**ASSIGNMENT**
Take the listing below and reproduce it in full. Change nothing.

**SOURCE INFORMATION**
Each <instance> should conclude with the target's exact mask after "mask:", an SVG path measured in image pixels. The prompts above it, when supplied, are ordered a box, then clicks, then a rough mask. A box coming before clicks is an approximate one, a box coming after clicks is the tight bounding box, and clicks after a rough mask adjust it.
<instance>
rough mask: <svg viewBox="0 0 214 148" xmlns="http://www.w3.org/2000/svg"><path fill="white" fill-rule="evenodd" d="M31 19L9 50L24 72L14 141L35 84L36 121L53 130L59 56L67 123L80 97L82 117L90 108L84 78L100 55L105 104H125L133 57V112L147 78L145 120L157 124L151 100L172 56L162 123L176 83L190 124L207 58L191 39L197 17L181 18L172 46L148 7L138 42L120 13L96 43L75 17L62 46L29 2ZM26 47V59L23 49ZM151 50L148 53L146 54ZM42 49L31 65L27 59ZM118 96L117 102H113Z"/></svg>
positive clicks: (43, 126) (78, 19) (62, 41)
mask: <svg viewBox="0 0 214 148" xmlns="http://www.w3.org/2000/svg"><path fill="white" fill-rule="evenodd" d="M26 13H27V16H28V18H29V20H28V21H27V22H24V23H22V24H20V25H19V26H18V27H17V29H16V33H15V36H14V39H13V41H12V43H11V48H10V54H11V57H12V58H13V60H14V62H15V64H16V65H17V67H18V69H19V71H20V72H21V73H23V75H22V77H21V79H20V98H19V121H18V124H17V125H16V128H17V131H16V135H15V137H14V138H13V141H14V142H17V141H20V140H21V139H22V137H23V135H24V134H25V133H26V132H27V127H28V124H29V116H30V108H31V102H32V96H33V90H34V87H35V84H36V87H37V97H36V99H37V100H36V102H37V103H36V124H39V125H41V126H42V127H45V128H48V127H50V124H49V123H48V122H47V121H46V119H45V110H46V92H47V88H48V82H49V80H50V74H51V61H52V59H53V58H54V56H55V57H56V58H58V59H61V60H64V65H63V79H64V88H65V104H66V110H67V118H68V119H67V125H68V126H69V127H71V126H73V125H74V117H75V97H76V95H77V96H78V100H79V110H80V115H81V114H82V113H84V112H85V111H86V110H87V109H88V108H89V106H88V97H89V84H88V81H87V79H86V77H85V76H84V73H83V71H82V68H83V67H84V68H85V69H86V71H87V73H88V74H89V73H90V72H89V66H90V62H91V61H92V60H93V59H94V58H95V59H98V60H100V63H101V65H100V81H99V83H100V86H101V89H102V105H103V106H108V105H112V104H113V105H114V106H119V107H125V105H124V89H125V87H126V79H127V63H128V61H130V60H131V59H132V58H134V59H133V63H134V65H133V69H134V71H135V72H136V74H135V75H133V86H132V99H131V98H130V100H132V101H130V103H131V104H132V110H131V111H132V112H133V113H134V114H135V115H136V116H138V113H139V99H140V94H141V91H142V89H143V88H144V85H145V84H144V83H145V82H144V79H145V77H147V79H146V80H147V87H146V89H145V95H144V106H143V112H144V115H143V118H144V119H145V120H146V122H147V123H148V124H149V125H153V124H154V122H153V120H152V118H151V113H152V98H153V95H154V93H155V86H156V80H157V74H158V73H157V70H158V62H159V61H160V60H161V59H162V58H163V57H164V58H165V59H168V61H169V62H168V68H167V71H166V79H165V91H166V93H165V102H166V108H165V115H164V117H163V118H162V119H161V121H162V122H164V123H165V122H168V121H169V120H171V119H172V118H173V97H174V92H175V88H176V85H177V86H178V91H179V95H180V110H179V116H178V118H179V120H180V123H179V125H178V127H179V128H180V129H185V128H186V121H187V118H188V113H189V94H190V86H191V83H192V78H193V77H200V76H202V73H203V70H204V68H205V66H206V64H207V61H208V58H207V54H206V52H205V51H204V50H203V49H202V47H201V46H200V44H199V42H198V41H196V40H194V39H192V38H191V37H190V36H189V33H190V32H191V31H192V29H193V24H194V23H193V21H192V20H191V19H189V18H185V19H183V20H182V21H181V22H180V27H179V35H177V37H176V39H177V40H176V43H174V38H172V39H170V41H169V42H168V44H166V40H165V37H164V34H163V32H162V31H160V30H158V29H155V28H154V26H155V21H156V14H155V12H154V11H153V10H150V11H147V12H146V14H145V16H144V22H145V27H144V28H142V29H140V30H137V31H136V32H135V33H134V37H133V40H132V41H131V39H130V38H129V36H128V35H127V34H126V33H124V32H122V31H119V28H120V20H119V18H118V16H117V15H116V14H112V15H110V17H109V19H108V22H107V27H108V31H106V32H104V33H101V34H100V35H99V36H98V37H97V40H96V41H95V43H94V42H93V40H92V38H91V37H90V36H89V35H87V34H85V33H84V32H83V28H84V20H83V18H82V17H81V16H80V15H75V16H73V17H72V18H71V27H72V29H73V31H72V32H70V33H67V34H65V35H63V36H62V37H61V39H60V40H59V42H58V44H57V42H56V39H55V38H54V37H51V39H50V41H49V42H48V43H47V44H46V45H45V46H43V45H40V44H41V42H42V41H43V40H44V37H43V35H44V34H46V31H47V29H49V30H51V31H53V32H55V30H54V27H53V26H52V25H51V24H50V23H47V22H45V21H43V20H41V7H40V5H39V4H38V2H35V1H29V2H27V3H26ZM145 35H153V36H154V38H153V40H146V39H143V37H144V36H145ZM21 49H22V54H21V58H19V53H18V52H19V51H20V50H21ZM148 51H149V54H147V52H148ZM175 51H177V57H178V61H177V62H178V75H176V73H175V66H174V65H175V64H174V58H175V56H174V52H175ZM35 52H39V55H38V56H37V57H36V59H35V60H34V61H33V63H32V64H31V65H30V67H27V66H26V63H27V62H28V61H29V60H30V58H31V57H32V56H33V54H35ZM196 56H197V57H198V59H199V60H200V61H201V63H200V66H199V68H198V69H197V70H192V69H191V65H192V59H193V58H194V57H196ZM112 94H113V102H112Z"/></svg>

**WRITTEN RESPONSE**
Each <instance> should conclude with the target's exact mask after "mask:", an SVG path measured in image pixels. The prompts above it, when supplied, are ordered a box, then clicks, then a rough mask. A box coming before clicks is an approximate one, a box coming after clicks is the tight bounding box, and clicks after a rough mask adjust it.
<instance>
rough mask: <svg viewBox="0 0 214 148" xmlns="http://www.w3.org/2000/svg"><path fill="white" fill-rule="evenodd" d="M31 19L9 50L24 72L14 141L35 84L36 121L53 130L59 56L67 123L80 97L82 117L90 108L84 78L100 55L105 104H125L133 57V112L147 78L145 120L157 124L151 100L172 56L162 123L176 83L190 124L207 58L191 39L197 17L181 18L172 46L148 7L138 42L120 13L96 43L75 17L62 46L29 2ZM26 47V59L23 49ZM151 50L148 53L146 54ZM42 49L31 65L27 59ZM118 96L117 102H113Z"/></svg>
positive clicks: (43, 126) (78, 19) (62, 41)
mask: <svg viewBox="0 0 214 148" xmlns="http://www.w3.org/2000/svg"><path fill="white" fill-rule="evenodd" d="M26 13H27V16H28V18H29V20H28V21H27V22H24V23H22V24H20V25H19V26H18V27H17V29H16V33H15V36H14V39H13V41H12V43H11V48H10V54H11V57H12V58H13V60H14V62H15V64H16V65H17V67H18V69H19V71H20V72H21V73H23V75H22V77H21V79H20V98H19V121H18V124H17V125H16V128H17V131H16V135H15V137H14V138H13V141H14V142H17V141H20V140H21V139H22V137H23V135H24V134H25V133H26V132H27V127H28V124H29V116H30V108H31V102H32V96H33V90H34V87H35V84H36V87H37V97H36V99H37V100H36V102H37V103H36V124H39V125H41V126H42V127H45V128H48V127H50V124H49V123H48V122H47V121H46V119H45V110H46V92H47V88H48V82H49V80H50V74H51V61H52V59H53V58H54V56H55V57H56V58H58V59H61V60H64V65H63V79H64V88H65V104H66V110H67V118H68V119H67V125H68V126H69V127H71V126H73V125H74V117H75V97H76V95H77V96H78V100H79V110H80V115H81V114H82V113H84V112H85V111H86V110H87V109H88V108H89V106H88V97H89V84H88V81H87V79H86V77H85V76H84V73H83V71H82V68H83V67H84V68H85V69H86V71H87V73H88V74H89V73H90V72H89V66H90V62H91V61H92V60H93V59H94V58H95V59H98V60H100V63H101V65H100V81H99V83H100V86H101V89H102V105H103V106H108V105H112V104H113V105H114V106H119V107H125V105H124V89H125V87H126V79H127V63H128V61H130V60H131V59H132V58H134V59H133V63H134V65H133V69H134V71H135V72H136V74H135V75H133V86H132V99H131V98H130V100H132V101H130V103H131V104H132V110H131V111H132V112H133V113H134V114H135V115H136V116H138V113H139V99H140V94H141V91H142V89H143V88H144V85H145V84H144V83H145V82H144V79H145V77H147V79H146V80H147V87H146V89H145V95H144V106H143V112H144V115H143V118H144V119H145V120H146V122H147V123H148V124H149V125H153V124H154V122H153V120H152V118H151V113H152V98H153V95H154V93H155V86H156V80H157V74H158V73H157V70H158V62H159V61H160V60H161V59H162V58H163V57H164V58H165V59H168V61H169V62H168V68H167V71H166V79H165V91H166V93H165V102H166V108H165V115H164V117H163V118H162V119H161V121H162V122H164V123H165V122H168V121H169V120H171V119H172V118H173V97H174V92H175V88H176V85H177V86H178V91H179V95H180V110H179V116H178V118H179V120H180V123H179V125H178V127H179V128H180V129H185V128H186V121H187V118H188V113H189V94H190V86H191V83H192V78H193V77H200V76H202V73H203V70H204V68H205V66H206V64H207V61H208V58H207V54H206V52H205V51H204V50H203V49H202V47H201V46H200V44H199V42H198V41H196V40H194V39H192V38H191V37H190V36H189V33H190V32H191V31H192V29H193V24H194V23H193V21H192V20H191V19H189V18H185V19H183V20H182V21H181V22H180V27H179V35H177V37H176V39H177V40H176V43H174V38H172V39H170V41H169V42H168V44H166V40H165V37H164V34H163V32H162V31H160V30H158V29H155V28H154V26H155V21H156V14H155V12H154V11H153V10H150V11H147V12H146V14H145V16H144V22H145V27H144V28H142V29H140V30H137V31H136V32H135V33H134V37H133V40H132V41H131V39H130V38H129V36H128V35H127V34H126V33H124V32H122V31H119V28H120V20H119V18H118V16H117V15H116V14H112V15H110V17H109V19H108V22H107V27H108V31H106V32H104V33H101V34H100V35H99V36H98V37H97V40H96V41H95V43H94V42H93V40H92V38H91V37H90V36H89V35H87V34H85V33H84V32H83V28H84V20H83V18H82V17H81V16H80V15H75V16H73V17H72V18H71V27H72V29H73V31H72V32H70V33H67V34H65V35H63V36H62V37H61V39H60V40H59V42H58V44H57V42H56V39H55V38H54V37H51V39H50V41H49V42H48V43H47V44H46V45H45V46H43V45H40V44H41V42H42V41H43V40H44V37H43V35H44V34H46V31H47V29H49V30H51V31H53V32H55V30H54V27H53V26H52V25H51V24H50V23H47V22H45V21H43V20H41V7H40V5H39V4H38V2H35V1H29V2H27V3H26ZM145 35H153V36H154V38H153V40H146V39H143V37H144V36H145ZM21 49H22V54H21V58H19V53H18V52H19V51H20V50H21ZM148 51H149V54H147V52H148ZM175 51H177V57H178V61H177V62H178V75H176V73H175V66H174V65H175V64H174V58H175V56H174V52H175ZM35 52H39V55H38V56H37V57H36V59H35V60H34V61H33V63H32V64H31V65H30V67H27V66H26V63H27V62H28V61H29V60H30V58H31V57H32V56H33V54H35ZM196 56H197V57H198V59H199V60H200V61H201V63H200V66H199V68H198V69H197V70H192V69H191V65H192V59H193V58H194V57H196ZM112 94H113V102H112Z"/></svg>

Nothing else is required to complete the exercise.